Copy all of the data below word for word, leaving the pictures out of your answer.

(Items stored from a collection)
..........

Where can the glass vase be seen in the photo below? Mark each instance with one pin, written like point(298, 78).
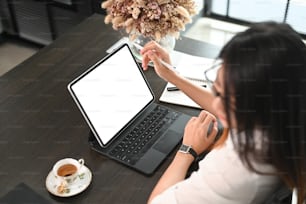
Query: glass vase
point(167, 42)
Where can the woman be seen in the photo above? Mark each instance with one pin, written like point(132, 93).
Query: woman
point(260, 96)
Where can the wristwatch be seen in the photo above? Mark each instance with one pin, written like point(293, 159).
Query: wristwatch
point(188, 150)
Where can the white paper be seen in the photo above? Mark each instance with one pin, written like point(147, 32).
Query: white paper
point(191, 67)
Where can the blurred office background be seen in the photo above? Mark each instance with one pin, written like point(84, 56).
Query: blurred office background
point(27, 26)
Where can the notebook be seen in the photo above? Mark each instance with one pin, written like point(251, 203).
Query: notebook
point(125, 122)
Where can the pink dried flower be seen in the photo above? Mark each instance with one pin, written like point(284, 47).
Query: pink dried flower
point(150, 18)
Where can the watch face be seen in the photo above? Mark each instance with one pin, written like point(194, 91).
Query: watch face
point(184, 148)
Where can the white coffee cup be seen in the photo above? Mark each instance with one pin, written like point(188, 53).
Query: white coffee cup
point(67, 170)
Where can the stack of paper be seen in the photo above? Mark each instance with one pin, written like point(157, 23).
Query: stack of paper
point(191, 67)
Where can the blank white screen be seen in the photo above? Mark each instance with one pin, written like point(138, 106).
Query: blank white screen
point(112, 94)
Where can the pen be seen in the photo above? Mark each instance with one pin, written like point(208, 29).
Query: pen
point(170, 67)
point(174, 88)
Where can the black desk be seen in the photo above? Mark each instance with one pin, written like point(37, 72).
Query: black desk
point(40, 124)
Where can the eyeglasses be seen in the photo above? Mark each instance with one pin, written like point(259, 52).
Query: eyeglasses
point(211, 73)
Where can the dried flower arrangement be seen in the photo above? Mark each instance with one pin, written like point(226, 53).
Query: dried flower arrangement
point(151, 18)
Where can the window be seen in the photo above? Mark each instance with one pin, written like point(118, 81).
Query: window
point(244, 12)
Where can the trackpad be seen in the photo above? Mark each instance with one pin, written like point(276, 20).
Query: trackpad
point(168, 142)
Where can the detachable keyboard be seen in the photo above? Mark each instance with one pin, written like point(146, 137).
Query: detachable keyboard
point(139, 139)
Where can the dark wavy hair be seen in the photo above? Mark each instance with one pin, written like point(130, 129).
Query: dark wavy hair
point(265, 72)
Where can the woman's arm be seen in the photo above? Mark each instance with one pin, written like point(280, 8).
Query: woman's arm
point(195, 135)
point(176, 172)
point(153, 52)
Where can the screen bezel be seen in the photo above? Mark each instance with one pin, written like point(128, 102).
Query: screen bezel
point(93, 129)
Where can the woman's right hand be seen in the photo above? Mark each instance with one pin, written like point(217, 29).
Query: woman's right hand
point(152, 51)
point(196, 132)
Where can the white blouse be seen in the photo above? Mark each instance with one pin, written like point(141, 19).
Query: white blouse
point(222, 178)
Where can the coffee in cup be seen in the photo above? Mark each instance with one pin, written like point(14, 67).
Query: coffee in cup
point(66, 171)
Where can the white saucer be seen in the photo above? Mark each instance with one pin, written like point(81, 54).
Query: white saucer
point(82, 182)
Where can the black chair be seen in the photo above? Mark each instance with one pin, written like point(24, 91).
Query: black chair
point(282, 195)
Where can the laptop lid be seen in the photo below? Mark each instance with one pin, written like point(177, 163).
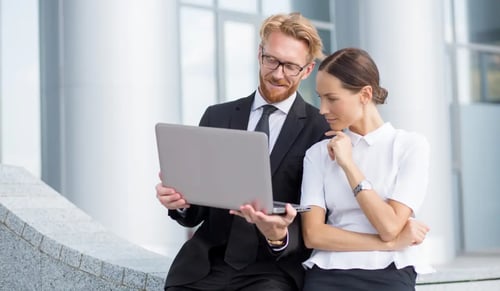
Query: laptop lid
point(217, 167)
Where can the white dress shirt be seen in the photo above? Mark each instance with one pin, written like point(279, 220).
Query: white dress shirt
point(276, 119)
point(396, 162)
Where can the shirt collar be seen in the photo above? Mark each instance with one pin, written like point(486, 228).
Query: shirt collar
point(283, 106)
point(372, 137)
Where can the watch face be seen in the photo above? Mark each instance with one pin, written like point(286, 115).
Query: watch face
point(366, 185)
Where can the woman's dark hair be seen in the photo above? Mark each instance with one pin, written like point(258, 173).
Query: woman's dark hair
point(355, 69)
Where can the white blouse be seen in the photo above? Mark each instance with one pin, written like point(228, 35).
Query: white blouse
point(396, 162)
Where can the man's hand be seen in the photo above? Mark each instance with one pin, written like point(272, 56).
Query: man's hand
point(273, 227)
point(170, 198)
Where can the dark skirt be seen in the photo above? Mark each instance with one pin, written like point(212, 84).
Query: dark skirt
point(388, 279)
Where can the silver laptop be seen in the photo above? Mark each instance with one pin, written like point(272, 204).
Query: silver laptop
point(218, 167)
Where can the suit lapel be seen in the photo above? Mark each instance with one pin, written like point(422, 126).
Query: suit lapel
point(294, 123)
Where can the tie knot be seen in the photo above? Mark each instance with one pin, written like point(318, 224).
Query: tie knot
point(268, 109)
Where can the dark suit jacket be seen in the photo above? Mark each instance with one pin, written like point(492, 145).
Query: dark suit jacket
point(303, 127)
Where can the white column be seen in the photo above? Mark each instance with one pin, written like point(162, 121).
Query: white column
point(19, 85)
point(119, 63)
point(406, 40)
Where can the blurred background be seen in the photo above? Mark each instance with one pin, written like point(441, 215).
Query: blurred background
point(83, 83)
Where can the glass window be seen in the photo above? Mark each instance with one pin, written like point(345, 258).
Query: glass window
point(484, 23)
point(317, 10)
point(198, 72)
point(308, 86)
point(485, 77)
point(249, 6)
point(276, 6)
point(240, 59)
point(199, 2)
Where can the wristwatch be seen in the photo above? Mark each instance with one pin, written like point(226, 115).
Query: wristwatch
point(276, 243)
point(363, 185)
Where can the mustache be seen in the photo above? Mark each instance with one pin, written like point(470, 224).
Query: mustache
point(279, 82)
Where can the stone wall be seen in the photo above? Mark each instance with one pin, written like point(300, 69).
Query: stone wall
point(47, 243)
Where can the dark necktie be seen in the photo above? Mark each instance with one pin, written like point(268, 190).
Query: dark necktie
point(263, 124)
point(242, 244)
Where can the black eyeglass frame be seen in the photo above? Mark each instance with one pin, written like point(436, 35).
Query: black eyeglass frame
point(282, 64)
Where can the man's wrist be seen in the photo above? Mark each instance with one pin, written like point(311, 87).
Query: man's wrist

..........

RESULT FOR THIS EXERCISE
Where can the glass vase be seen in the photo below? Mark each instance with one pin, written like point(298, 78).
Query: glass vase
point(167, 42)
Where can the woman be seen in the photo above? Mark each instance with one pin, written like point(132, 93).
Query: woman
point(260, 96)
Where can the wristwatch be seen in the photo above? Mark each instance with one pin, written like point(293, 159).
Query: wristwatch
point(188, 150)
Where can the white paper be seen in the photo above? Mark each instance with one pin, written like point(147, 32).
Query: white paper
point(191, 67)
Where can the blurred office background be seen in the photo above? Mark each instance with one pin, written like point(84, 56).
Query: blurred office background
point(27, 26)
Where can the notebook be seen in the photo above? Mark each instance with one pin, written like point(251, 203).
Query: notebook
point(125, 122)
Where can the pink dried flower be seen in the photo above? Mark each instance with one pin, written like point(284, 47).
Query: pink dried flower
point(150, 18)
Where can the watch face be seen in the photo above? Mark each instance with one pin, written like point(194, 91).
Query: watch face
point(184, 148)
Where can the white coffee cup be seen in the photo above? Mark each instance with one pin, written like point(188, 53).
Query: white coffee cup
point(67, 170)
Where can the stack of paper be seen in the photo above? Mark each instance with one pin, written like point(157, 23).
Query: stack of paper
point(191, 67)
Where can the blank white screen be seen in the photo above? Mark each instance with one pin, written like point(138, 106).
Query: blank white screen
point(112, 94)
Where can the pen be seen in the photo above? Mark each instance with one pin, written like point(208, 29).
Query: pen
point(170, 67)
point(174, 88)
Where can the black desk be seen in the photo above? Mark each instance with one pin, written like point(37, 72).
Query: black desk
point(40, 124)
Where can the eyeglasses be seen in the photo above? Mark each instance with one pin, written like point(259, 52).
Query: eyeglasses
point(211, 73)
Where can the dried flower arrangement be seen in the photo above? Mark each instance with one pin, written like point(226, 53).
Query: dried flower arrangement
point(151, 18)
Where can the window be seen in the photo above? Mark each instance with one pin, written like point(118, 81).
Query: window
point(244, 12)
Where can the trackpad be seen in the photo above? Mark each instance with one pin, written like point(276, 20).
Query: trackpad
point(168, 142)
Where can the detachable keyboard be seen in the photo above? Mark each instance with one pin, written like point(146, 137).
Query: detachable keyboard
point(139, 139)
Where can the dark wavy hair be seen in the photo above? Mark each instance with one pin, written like point(130, 129).
Query: dark wavy hair
point(265, 72)
Where can the woman's arm be seen in the photo above? Mark each instance with one pin, written like point(280, 8).
Query: woman's arm
point(195, 135)
point(176, 172)
point(153, 52)
Where can the screen bezel be seen in the photo above? Mark each instance with one pin, written like point(128, 102).
Query: screen bezel
point(93, 129)
Where can the woman's right hand be seen in the photo above? Mark each instance with one pin, written like point(217, 29).
Query: woman's right hand
point(152, 51)
point(196, 132)
Where can the white blouse be seen in the photo above? Mark each instance with one pin, written like point(141, 19).
Query: white blouse
point(222, 178)
Where can the coffee in cup be seen in the photo above? Mark each instance with one pin, written like point(14, 67).
Query: coffee in cup
point(66, 171)
Where can the white saucer be seen in the photo above? Mark each instance with one pin, written like point(81, 54).
Query: white saucer
point(82, 182)
Where can the black chair be seen in the photo above? Mark each instance with one pin, written like point(24, 91).
Query: black chair
point(282, 195)
Where can the laptop lid be seen in the photo below? Mark each instance with one pin, written like point(177, 163).
Query: laptop lid
point(217, 167)
Where can the white dress shirt be seen in the photo above? Mark each instance with one pin, written like point(279, 220).
Query: white dress shirt
point(276, 119)
point(396, 162)
Where can the shirt collar be seen in the photo above? Mark each instance with one pin, written like point(486, 228).
Query: shirt collar
point(283, 106)
point(372, 137)
Where can the watch face be seen in the photo above? Mark each instance with one pin, written like point(286, 115).
Query: watch face
point(366, 185)
Where can the woman's dark hair be seen in the photo above? Mark each instance with one pin, written like point(258, 173).
Query: woman's dark hair
point(355, 69)
Where can the white blouse be seen in the photo above? Mark each instance with one pin, written like point(228, 35).
Query: white blouse
point(396, 162)
Where can the man's hand be seen in the photo above? Mark each instance with one pin, written like point(272, 56).
Query: man's hand
point(273, 227)
point(170, 198)
Where can the dark skirt be seen in the photo above? Mark each instance with one pin, written like point(212, 84).
Query: dark skirt
point(388, 279)
Where can the silver laptop be seen in the photo above? Mark each instance with one pin, written like point(272, 204).
Query: silver laptop
point(218, 167)
Where can the suit lapel be seen in the photo above? Mark each instance with one pin, written like point(422, 126).
Query: suit lapel
point(294, 123)
Where can the tie knot be seen in the photo above? Mark each instance with one pin, written like point(318, 224).
Query: tie knot
point(268, 109)
Where can the dark suit jacket be seen in the photo above? Mark each instance with one pin, written like point(492, 145).
Query: dark suit jacket
point(303, 127)
Where can the white column be seen in the photo above? Mark each instance with one pin, written like point(162, 121).
Query: white column
point(19, 85)
point(119, 63)
point(406, 40)
Where can the blurred background be seen in the photo above? Mark each instance with one pin, written like point(441, 215).
Query: blurred background
point(83, 83)
Where can the glass window be seen in the photo above? Mark each instance with one pin, written like point(345, 258).
Query: glass window
point(484, 23)
point(317, 10)
point(198, 72)
point(308, 86)
point(485, 77)
point(249, 6)
point(276, 6)
point(240, 59)
point(199, 2)
Where can the wristwatch be seen in the photo above? Mark each instance with one pin, written like point(226, 115).
Query: wristwatch
point(276, 243)
point(363, 185)
Where can the mustache be seen in the photo above? Mark each instance with one pin, written like point(470, 224).
Query: mustache
point(279, 82)
Where can the stone wall be seen in the photo above? Mark each instance with one pin, written like point(300, 69).
Query: stone wall
point(47, 243)
Where can the dark necktie be seen in the photo above? Mark each instance with one pin, written like point(268, 190).
Query: dark necktie
point(263, 124)
point(242, 244)
Where can the black eyeglass frame be seen in the photo above? Mark each instance with one pin, written like point(436, 35).
Query: black eyeglass frame
point(282, 64)
Where can the man's wrist be seen in the photo above? Mark each instance with one pin, written like point(311, 87).
Query: man's wrist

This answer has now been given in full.